MATERIAL PROVIDED:
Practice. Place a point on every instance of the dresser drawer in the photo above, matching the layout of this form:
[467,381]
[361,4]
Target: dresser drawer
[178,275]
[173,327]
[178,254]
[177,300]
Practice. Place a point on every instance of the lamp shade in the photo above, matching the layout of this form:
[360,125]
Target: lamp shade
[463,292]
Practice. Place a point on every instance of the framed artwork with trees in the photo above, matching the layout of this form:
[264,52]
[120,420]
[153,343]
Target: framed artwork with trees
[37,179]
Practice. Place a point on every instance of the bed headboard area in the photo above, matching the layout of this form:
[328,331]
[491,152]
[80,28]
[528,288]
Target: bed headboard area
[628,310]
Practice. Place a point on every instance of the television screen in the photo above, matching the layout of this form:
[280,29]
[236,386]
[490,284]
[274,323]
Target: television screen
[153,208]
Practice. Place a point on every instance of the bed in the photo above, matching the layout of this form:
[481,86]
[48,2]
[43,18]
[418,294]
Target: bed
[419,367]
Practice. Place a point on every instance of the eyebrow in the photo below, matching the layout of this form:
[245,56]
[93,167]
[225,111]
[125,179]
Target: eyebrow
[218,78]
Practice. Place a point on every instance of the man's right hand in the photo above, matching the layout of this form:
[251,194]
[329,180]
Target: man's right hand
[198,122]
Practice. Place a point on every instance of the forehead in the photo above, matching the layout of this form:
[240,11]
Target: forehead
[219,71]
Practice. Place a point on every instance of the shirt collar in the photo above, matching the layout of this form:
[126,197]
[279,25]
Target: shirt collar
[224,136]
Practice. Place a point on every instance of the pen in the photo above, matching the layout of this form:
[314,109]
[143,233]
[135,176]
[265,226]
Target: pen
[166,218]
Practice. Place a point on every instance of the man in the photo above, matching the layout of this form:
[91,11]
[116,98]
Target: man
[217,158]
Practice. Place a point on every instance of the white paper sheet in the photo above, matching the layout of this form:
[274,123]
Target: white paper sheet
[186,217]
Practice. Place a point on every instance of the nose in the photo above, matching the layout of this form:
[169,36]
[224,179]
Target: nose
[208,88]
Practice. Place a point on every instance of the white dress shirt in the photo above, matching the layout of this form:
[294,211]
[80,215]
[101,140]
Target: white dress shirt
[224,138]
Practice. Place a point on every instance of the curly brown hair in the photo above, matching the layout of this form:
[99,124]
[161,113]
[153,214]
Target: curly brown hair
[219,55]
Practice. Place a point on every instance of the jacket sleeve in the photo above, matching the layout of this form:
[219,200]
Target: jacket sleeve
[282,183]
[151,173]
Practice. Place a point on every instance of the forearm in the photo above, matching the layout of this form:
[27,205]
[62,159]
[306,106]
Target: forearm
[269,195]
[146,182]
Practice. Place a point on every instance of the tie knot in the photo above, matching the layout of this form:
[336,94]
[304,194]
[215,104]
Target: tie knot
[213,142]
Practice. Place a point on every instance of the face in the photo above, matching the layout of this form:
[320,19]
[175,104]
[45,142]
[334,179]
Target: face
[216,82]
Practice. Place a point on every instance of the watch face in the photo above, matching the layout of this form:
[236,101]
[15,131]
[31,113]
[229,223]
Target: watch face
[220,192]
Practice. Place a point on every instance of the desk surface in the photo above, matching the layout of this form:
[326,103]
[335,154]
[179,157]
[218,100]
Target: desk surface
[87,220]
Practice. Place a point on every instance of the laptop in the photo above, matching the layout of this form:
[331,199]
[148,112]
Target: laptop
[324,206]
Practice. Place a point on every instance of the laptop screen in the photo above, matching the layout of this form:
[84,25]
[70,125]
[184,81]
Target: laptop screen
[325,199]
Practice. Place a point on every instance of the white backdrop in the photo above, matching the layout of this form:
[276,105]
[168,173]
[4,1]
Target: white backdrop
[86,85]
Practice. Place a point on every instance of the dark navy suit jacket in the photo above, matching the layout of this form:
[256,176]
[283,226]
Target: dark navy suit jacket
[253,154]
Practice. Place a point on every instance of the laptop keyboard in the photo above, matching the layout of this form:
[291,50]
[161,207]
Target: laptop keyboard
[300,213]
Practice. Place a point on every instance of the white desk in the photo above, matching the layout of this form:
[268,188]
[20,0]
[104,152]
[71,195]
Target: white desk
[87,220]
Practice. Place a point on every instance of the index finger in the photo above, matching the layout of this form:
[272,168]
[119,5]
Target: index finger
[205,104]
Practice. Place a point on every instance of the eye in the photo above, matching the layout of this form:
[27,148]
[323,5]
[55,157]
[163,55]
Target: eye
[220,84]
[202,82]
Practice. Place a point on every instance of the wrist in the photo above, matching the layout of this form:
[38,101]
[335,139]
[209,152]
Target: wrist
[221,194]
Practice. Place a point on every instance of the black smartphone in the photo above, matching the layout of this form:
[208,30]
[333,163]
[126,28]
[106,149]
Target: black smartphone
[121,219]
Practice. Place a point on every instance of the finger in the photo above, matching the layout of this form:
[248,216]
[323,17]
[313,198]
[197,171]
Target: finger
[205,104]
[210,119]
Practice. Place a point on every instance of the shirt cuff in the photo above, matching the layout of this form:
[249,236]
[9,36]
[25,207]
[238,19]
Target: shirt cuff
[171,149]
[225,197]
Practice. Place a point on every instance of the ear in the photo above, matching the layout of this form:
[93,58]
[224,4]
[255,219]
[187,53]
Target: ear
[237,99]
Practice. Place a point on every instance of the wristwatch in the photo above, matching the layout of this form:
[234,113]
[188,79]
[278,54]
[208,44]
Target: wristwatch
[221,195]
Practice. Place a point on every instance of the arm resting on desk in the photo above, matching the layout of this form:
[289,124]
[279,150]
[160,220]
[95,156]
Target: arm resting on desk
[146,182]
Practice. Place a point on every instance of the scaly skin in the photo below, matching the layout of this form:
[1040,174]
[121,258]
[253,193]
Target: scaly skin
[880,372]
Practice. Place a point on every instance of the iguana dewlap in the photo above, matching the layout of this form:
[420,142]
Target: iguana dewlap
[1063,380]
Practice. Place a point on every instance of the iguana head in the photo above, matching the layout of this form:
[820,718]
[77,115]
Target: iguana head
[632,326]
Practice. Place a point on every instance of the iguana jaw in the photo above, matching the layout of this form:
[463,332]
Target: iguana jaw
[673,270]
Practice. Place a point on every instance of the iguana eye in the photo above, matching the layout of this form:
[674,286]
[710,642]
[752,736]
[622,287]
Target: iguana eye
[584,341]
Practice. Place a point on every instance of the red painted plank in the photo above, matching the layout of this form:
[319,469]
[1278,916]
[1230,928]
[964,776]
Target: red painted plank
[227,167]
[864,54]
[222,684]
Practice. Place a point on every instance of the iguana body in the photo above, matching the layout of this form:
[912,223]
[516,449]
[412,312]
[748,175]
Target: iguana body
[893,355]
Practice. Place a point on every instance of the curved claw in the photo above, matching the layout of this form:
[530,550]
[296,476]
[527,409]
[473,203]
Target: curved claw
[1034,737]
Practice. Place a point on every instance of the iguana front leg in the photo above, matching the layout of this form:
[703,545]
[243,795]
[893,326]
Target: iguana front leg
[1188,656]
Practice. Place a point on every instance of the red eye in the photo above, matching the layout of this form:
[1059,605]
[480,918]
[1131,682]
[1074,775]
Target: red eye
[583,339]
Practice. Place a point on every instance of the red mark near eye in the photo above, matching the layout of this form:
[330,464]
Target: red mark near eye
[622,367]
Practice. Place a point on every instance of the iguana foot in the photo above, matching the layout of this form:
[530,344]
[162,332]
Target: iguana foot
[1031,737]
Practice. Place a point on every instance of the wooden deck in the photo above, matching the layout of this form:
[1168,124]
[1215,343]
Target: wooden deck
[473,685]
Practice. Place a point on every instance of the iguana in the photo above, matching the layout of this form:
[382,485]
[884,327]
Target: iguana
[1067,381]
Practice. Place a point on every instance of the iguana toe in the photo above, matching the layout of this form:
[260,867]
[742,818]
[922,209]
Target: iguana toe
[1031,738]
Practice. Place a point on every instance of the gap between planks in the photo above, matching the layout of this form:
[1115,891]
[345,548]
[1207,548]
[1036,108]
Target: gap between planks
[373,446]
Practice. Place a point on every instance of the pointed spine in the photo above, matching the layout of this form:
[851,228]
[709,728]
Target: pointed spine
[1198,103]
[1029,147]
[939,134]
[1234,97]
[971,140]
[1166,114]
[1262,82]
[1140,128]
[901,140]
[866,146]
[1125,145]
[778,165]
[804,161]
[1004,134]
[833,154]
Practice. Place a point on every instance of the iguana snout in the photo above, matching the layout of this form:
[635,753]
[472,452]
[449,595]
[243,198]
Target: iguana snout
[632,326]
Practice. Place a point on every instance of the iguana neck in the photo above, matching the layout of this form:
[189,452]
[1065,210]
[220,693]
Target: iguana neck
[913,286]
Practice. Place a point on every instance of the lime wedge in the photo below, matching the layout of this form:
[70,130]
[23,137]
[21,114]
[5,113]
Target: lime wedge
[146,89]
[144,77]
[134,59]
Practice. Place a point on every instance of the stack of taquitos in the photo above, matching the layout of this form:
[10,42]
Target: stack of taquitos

TASK ITEM: From the records above, show each line that contains the word "taquitos".

SOLUTION:
Practice. Place a point on every instance of the stack of taquitos in the photo above, matching the layout of this form:
Target: stack of taquitos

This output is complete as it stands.